## [DOCUMENT TEXT]
* * * * * * * * *
5 Tips for Surviving the First Week Postpartum
- Sep 4, 2025
- 3 min read

The first week after having a baby can feel like time is both standing still and speeding by in a blurry, leaky haze. If you’re freshly postpartum, or preparing for it, here are five real tips that might make the ride just a little gentler.
1. Stay in the Bed (and Around It)
This is your nest now. Your whole world is this bed, the floor beside it, and maybe the nearby bathroom. Set up a “bed-nest” station with everything you need - snacks, diapers, breast pads, burp cloths, water bottle, nipple balm, phone charger, wireless earbuds, and a good pillow stack.
Let your partner (or Uber Eats) take over as the “primary parent” for now. Their job is to keep the world running while you and baby recover, bond, and feed.
Oh, and teach your partner a great trick: how nurses and PSWs (personal support workers) change sheets while someone is still in the bed. There are plenty of YouTube videos demonstrating the technique. You'll be surprised how handy it is when you're sore, tired, and not ready to get up just to swap sheets. You could even double layer the sheets and mattress protectors so that in a blowout or leaky night, you can just remove the top layers and hop back in!
2. Forget Shirts — Embrace the Soft Bra Life
If you're planning to breastfeed, make access easy and comfort the top priority. Going topless or wearing just a soft, wireless nursing bra can make feeding on demand less stressful and way more manageable. Wearing less shirt means more skin-to-skin which is great for baby AND it helps you regulate your supply and encourage bonding.
Plus, shirts just get in the way (and end up soaked anyway). Embrace the soft bra life. My personal favourites for nighttime nursing was not a nursing bra, but these and these. Sizing up will probably be best - check the reviews!
3. Just Give in to the Diapers
Yes, for you too. Adult diapers are your best friend right now. They’re more secure than mesh underwear and pads, and they simplify everything in the first few days when bleeding and leaks are unpredictable. I actually find them much more comfortable than pads when newly postpartum. No shame, just less laundry and less crinkling.
You may want to use your period underwear during this time, but I'd suggest to NOT. That's because you cannot easily tell how much blood is lost in the liner. Often they are dark coloured, and when you are postpartum, the idea is to see what is coming out and how much. Monitoring the discharge and bleeding is yet another gift of postpartum healing. While you're at it, get yourself a spray bottle that actually has an angled spout if you don't already have a bidet installed.
* * * * * * * * *
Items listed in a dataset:
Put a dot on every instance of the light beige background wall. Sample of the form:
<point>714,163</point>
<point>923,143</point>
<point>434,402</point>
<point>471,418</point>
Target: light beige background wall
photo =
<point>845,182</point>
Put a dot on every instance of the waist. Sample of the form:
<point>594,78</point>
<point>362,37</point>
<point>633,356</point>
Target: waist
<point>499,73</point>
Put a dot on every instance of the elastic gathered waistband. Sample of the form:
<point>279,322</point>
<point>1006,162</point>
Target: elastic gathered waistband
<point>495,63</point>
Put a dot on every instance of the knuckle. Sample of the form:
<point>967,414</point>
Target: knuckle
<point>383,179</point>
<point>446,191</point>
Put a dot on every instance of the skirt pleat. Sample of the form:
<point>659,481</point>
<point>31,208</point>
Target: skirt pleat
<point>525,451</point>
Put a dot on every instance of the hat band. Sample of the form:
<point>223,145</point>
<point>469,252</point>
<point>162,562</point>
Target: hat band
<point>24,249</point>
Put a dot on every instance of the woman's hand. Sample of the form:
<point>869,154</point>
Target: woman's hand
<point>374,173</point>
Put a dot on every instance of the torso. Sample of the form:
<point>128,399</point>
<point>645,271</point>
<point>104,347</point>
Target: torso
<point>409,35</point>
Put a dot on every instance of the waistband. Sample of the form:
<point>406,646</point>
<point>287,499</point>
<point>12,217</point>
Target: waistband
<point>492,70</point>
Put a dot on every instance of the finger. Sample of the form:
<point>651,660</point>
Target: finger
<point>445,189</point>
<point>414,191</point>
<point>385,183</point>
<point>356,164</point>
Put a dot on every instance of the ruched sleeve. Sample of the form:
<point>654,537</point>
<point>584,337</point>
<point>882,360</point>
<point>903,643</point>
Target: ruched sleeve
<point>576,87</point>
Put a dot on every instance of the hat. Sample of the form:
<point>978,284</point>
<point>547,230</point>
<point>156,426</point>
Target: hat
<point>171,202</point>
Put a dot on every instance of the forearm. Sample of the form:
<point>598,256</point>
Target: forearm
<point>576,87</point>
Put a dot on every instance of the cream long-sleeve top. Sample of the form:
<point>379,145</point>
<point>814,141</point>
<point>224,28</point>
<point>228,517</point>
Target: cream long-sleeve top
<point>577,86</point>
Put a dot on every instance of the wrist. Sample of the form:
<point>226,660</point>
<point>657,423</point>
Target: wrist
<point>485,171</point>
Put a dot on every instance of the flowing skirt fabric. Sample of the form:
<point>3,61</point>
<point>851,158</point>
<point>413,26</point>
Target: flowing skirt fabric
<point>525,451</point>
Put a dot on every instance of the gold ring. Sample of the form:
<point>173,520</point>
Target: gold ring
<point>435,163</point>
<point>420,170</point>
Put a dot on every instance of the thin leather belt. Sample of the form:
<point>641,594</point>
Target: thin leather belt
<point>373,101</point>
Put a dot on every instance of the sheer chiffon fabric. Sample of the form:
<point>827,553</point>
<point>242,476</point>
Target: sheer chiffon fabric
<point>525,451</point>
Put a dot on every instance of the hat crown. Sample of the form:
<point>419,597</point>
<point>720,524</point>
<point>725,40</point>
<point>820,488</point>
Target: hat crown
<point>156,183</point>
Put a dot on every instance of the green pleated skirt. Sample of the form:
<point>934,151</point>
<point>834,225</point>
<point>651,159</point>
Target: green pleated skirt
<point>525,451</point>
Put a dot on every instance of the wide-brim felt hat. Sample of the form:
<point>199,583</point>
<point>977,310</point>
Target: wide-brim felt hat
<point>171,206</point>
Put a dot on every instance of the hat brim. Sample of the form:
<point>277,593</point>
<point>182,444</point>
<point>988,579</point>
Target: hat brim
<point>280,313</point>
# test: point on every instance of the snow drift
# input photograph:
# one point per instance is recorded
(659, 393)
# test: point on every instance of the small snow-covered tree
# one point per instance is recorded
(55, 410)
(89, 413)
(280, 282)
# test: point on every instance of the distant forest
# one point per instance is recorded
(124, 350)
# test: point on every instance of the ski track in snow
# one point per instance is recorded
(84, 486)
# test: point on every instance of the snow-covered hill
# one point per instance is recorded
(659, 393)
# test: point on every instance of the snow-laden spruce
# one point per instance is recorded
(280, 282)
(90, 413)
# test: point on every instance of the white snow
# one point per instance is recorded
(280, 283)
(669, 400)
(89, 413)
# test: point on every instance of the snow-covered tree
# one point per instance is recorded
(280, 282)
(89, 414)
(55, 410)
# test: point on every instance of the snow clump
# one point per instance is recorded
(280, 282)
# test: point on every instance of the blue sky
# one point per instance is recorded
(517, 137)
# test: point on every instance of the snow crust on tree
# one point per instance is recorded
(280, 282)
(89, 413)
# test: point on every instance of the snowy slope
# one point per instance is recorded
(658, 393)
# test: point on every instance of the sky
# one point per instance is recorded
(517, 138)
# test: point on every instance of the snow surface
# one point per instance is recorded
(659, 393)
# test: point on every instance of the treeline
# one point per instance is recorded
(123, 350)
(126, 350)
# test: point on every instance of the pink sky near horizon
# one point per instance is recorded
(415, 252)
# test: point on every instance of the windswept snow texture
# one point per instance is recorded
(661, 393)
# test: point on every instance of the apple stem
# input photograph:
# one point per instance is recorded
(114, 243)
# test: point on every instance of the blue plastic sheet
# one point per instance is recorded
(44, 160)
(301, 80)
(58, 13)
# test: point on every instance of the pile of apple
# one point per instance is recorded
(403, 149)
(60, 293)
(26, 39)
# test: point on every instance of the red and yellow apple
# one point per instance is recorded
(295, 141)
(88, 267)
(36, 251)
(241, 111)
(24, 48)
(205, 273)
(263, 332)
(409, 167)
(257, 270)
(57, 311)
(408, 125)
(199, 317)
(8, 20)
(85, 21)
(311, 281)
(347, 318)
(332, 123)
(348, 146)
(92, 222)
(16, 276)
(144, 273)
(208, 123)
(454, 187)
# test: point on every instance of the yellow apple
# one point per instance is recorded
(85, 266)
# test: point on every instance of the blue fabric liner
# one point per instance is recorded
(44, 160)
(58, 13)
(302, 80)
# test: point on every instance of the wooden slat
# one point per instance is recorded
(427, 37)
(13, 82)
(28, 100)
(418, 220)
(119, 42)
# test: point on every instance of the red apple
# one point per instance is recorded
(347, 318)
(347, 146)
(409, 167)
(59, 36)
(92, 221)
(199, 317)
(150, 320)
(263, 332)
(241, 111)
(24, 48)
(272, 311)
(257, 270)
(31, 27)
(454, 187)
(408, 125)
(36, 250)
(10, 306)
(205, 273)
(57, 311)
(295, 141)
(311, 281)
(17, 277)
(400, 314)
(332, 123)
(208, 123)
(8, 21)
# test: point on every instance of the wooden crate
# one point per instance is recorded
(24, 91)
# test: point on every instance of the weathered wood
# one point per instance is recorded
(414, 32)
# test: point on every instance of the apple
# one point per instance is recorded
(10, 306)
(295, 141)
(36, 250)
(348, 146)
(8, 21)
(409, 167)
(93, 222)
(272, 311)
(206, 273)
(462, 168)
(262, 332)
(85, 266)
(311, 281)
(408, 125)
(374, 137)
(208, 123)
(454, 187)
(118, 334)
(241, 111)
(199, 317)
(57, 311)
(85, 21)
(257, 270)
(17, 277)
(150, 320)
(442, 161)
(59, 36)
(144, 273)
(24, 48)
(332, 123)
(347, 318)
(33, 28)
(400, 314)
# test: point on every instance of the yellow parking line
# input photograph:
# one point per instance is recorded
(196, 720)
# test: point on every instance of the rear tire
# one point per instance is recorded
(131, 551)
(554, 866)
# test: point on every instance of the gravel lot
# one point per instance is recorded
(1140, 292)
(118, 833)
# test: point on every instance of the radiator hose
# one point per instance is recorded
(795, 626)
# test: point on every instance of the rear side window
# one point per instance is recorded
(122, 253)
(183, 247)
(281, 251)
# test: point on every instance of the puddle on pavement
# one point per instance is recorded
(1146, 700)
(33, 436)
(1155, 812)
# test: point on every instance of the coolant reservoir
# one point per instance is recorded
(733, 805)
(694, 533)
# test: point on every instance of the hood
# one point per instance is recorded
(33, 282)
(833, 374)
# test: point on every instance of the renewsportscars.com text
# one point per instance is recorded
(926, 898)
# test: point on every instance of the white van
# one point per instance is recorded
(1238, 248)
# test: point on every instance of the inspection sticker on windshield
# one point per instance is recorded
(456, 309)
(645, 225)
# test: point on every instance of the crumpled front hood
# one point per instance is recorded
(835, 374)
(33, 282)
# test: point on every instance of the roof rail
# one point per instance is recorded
* * * * * * * * *
## [WORK REQUEST]
Carry on the text of first-week postpartum tips from its final sentence, picking up with the next tip.

## [RESPONSE AREA]
4. Go Full Breast Buffet
Your baby doesn’t need a feeding schedule - they need a buffet. Every time they wiggle, stretch, blink, or make a noise, offer the breast. This kind of arguably super-responsive feeding helps establish your milk supply early on and keeps baby calm (ideally… no guarantees).
Think of it like an all-day, all-night snack bar. Don’t worry about “spoiling” the baby or over-feeding that baby right now - you can’t. You’re just teaching them the world is safe and warm and full of milk.
5. Lower the Bar. Then Lower It Again.
You don’t need to host visitors, send thank-you notes, or respond to every text. The only things that matter this week are your healing, your rest, and your connection with baby. If rest to you means watching Friends and snacking in bed while you enjoy some sun rays through the window, so be it. Obviously we'd all say, sleep when the baby sleeps because this is survival mode, but we all know that is just not what a lot of us will do. Survival mode means keeping things radically simple. Just be selfish, please!
No one gets a trophy for being postpartum-perfect. Let it be messy, emotional, and raw - because that’s exactly what this season is. Anyone who disagrees can step on one of your postpartum diapers.
Disclaimer: This post is for informational purposes only and is not intended as medical advice. Always consult with a qualified healthcare provider about your postpartum care.